Work instruction: Every line of the entries with the word "that" in it should be shown.

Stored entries
========================================================================

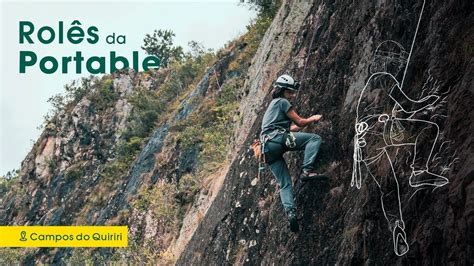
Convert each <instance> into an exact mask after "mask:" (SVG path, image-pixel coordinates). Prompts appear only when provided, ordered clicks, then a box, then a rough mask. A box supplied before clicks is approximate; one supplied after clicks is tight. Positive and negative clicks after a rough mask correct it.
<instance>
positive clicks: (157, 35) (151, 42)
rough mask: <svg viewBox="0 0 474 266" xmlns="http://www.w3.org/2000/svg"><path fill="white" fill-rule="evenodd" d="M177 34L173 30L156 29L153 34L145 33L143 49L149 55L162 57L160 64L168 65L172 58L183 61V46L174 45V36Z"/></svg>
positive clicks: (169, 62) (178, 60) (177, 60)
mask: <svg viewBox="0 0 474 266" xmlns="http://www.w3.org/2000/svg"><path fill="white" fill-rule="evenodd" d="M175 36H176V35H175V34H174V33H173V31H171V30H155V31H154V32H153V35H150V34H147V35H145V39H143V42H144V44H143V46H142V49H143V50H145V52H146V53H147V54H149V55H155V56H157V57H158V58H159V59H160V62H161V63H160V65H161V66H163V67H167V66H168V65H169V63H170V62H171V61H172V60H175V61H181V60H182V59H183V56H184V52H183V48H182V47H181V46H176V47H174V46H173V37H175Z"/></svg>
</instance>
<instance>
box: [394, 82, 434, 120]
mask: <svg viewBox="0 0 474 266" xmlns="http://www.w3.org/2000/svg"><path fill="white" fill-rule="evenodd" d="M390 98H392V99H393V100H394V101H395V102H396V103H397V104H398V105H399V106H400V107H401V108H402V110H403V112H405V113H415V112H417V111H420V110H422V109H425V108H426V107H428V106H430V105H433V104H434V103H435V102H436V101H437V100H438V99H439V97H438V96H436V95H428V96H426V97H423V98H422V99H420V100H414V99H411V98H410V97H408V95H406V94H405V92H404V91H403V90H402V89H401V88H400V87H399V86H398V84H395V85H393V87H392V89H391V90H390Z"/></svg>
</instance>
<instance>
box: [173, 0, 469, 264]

========================================================================

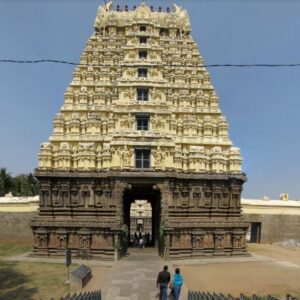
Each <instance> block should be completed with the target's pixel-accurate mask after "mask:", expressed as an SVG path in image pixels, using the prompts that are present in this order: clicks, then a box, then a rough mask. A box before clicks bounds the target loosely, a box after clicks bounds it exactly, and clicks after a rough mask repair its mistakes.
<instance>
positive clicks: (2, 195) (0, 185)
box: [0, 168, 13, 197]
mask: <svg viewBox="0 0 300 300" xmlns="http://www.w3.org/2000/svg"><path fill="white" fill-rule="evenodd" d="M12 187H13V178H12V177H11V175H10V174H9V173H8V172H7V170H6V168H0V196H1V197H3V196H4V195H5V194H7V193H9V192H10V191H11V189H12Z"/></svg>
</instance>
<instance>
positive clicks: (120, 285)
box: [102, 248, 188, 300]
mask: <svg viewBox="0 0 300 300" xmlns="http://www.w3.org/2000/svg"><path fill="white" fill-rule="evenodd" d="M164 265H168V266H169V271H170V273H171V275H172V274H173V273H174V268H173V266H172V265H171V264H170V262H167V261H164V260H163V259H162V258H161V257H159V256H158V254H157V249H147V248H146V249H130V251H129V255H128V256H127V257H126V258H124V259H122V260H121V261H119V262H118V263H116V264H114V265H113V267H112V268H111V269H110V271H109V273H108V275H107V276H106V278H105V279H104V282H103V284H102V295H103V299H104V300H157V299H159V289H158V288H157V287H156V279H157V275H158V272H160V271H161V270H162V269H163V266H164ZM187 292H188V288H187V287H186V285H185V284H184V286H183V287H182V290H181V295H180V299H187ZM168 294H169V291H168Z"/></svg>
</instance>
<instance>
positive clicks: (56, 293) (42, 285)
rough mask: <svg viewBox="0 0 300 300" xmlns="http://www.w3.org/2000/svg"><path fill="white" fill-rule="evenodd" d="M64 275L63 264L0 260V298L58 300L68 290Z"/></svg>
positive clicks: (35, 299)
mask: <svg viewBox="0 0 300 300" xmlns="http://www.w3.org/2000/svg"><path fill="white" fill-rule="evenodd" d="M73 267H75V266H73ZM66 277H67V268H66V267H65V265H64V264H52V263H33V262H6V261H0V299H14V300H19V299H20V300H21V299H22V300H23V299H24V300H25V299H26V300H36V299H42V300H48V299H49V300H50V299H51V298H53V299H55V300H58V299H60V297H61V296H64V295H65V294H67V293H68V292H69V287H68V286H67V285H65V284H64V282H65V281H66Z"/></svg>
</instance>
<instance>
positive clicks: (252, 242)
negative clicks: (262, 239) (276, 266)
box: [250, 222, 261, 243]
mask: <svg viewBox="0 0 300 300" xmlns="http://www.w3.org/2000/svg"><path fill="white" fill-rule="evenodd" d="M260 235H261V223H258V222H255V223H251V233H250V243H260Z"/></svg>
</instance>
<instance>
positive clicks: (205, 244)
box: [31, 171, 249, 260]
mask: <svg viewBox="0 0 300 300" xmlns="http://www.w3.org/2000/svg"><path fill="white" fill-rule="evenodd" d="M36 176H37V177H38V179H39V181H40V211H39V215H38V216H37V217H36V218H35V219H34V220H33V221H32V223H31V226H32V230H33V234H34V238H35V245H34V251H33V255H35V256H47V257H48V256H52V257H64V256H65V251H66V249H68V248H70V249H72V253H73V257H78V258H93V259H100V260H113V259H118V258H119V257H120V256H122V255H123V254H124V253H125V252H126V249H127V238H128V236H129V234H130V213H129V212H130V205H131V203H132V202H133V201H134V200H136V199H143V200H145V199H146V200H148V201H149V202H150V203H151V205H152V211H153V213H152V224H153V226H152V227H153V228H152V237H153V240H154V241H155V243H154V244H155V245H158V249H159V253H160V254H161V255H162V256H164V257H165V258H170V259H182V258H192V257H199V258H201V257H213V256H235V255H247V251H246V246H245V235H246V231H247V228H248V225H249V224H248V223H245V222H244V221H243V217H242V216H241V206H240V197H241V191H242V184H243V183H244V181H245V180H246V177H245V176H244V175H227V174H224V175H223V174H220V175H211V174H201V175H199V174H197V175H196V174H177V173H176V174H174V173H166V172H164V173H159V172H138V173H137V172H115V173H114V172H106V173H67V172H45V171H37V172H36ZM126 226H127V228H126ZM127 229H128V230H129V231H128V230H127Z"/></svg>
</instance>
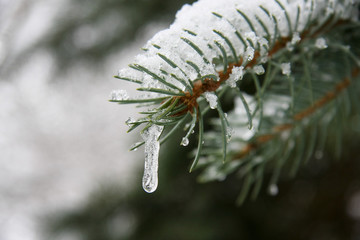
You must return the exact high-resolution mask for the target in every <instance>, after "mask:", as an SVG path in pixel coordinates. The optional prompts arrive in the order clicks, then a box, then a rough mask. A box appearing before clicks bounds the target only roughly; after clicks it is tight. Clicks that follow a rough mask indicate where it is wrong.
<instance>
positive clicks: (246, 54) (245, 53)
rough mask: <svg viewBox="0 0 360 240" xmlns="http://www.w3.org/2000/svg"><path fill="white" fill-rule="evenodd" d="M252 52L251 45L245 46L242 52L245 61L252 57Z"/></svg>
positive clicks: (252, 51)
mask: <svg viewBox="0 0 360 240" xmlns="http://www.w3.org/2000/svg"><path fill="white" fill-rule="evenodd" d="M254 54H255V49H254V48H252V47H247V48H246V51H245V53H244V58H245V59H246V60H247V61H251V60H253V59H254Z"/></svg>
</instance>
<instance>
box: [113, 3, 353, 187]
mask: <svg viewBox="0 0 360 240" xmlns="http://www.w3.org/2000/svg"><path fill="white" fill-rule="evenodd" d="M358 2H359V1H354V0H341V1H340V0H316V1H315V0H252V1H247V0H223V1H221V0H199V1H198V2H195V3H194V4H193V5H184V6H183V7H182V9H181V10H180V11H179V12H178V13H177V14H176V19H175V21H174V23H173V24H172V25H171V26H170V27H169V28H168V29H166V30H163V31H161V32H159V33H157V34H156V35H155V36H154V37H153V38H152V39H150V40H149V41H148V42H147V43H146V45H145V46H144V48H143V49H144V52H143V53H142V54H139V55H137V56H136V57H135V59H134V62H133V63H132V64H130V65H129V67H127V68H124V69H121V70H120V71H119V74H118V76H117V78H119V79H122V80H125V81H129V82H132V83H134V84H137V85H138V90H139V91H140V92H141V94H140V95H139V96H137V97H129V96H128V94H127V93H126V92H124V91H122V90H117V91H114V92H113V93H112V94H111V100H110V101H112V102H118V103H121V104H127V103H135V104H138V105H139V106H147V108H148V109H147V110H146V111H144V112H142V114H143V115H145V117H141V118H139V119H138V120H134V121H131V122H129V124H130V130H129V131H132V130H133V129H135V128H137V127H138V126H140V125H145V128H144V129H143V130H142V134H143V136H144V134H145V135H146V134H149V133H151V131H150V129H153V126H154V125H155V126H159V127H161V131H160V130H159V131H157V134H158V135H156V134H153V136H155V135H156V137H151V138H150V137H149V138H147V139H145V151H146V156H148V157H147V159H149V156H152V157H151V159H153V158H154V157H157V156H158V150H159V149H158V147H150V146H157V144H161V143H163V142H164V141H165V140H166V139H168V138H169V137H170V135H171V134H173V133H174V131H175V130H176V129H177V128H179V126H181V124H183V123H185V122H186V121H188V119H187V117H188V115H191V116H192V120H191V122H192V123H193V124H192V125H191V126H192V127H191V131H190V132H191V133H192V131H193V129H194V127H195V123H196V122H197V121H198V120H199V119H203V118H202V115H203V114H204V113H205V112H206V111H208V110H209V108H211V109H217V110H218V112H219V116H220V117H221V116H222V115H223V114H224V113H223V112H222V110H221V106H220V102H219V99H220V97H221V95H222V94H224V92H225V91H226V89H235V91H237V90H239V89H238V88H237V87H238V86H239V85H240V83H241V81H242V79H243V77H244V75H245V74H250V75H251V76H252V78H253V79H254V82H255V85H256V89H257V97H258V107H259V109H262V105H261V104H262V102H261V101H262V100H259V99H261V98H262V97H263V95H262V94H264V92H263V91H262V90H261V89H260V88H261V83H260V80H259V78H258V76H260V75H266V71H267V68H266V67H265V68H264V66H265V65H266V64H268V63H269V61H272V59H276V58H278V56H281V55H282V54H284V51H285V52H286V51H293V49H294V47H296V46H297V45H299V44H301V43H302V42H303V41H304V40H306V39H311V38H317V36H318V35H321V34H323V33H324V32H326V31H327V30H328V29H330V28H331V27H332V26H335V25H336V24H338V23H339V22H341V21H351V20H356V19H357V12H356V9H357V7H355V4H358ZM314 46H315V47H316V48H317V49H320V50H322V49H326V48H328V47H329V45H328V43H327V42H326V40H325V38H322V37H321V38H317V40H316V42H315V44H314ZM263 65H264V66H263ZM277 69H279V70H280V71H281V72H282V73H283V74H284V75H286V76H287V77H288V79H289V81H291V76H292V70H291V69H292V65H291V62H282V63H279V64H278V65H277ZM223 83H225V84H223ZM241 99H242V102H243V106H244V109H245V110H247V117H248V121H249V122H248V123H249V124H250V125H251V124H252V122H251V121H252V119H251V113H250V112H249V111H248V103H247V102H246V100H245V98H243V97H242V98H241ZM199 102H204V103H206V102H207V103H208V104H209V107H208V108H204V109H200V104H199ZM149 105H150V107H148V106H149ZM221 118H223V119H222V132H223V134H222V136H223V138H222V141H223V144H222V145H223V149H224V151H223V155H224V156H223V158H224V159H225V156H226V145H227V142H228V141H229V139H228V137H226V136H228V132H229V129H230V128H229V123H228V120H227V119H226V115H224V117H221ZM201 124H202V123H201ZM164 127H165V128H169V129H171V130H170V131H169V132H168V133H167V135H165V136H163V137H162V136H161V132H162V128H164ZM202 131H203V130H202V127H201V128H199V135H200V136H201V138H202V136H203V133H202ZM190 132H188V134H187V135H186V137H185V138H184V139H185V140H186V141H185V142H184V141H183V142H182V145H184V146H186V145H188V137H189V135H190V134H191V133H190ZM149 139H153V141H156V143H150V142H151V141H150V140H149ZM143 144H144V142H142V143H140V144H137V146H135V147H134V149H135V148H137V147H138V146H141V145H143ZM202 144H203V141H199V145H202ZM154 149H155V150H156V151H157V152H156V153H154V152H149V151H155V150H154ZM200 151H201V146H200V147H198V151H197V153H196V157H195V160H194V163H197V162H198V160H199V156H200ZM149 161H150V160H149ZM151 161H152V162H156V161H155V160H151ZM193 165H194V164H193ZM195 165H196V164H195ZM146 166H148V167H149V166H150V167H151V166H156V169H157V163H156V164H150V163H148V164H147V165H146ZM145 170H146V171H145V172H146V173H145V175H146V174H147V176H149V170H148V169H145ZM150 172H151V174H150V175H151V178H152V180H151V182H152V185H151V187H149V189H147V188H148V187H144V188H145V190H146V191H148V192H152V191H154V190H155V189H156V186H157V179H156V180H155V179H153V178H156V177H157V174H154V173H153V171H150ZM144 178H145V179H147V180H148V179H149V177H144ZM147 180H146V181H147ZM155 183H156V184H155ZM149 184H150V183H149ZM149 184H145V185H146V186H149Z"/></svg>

========================================================================

Answer to the exercise:
Each <instance> block should be completed with the target's pixel-accurate mask after "mask:", expressed as an SVG path in image pixels, using the prompts that are present in this order: clicks, then a box, then a rough mask. A box before clicks bounds the target loosely, a box after clicks bounds it exactly, and clicks after a rough mask repair its mistakes.
You must return the exact high-resolution mask for the target in every <instance>, after "mask:", as an SVG path in pixel coordinates. The optional prompts arrive in the order clicks, then a box, then a rough mask. A box appearing before clicks bounds the target only roughly; after clicks it is tight. Clicks that follow a rough mask indicate where it is wrong.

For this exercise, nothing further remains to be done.